Source
:::::

Interview with Elizabeth Arif-Fear: Campaigning for human rights through poetry

Shaniqua speaks to writer and human rights campaigner Elizabeth Arif-Fear about her first book of poetry, “What If It Were You?”

Shaniqua – Elizabeth, tell us about who you are and what you do.
Elizabeth – My name’s Elizabeth and I’m a writer and human rights campaigner passionate about building bridges amongst people of different cultures and faiths. I’m Muslim of British-Italian origin and am the Founder of Voice of Salam.

S- Can you give a little more insight into Voice of Salam?
E – Voice of Salam (Voice of Peace) was founded in 2015. We work to raise awareness of a range of global issues and promote understanding of human rights, interfaith and current social and cultural issues. Our aim is to fight against all forms of prejudice such as Islamophobia, antisemitism, homophobia, transphobia and misogyny.

S – You recently released your book of poetry, ‘What If It Were You?’ Why did you decide to write this book?

:::::

Supplied information
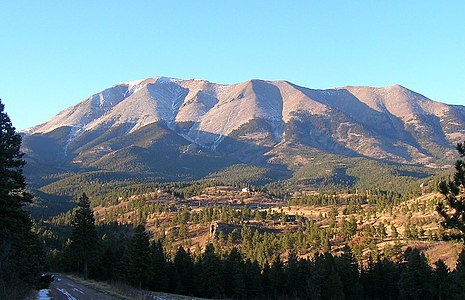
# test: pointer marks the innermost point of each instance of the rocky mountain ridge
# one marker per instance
(159, 120)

:::::

Written request 1
From the interview, quote the passage starting with "Elizabeth – My name’s" and going on through "transphobia and misogyny.".
Written request 2
Make the interview paragraph that begins "Voice of Salam (Voice of Peace) was founded" shorter while keeping its main facts.
You won't need the material for any of this.

Worked solution 1
Elizabeth – My name’s Elizabeth and I’m a writer and human rights campaigner passionate about building bridges amongst people of different cultures and faiths. I’m Muslim of British-Italian origin and am the Founder of Voice of Salam.

S- Can you give a little more insight into Voice of Salam?
E – Voice of Salam (Voice of Peace) was founded in 2015. We work to raise awareness of a range of global issues and promote understanding of human rights, interfaith and current social and cultural issues. Our aim is to fight against all forms of prejudice such as Islamophobia, antisemitism, homophobia, transphobia and misogyny.

Worked solution 2
Founded in 2015, Voice of Salam (Voice of Peace) raises awareness of global issues and promotes understanding of human rights, interfaith, and current social and cultural issues. It aims to fight all prejudice, including Islamophobia, antisemitism, homophobia, transphobia and misogyny.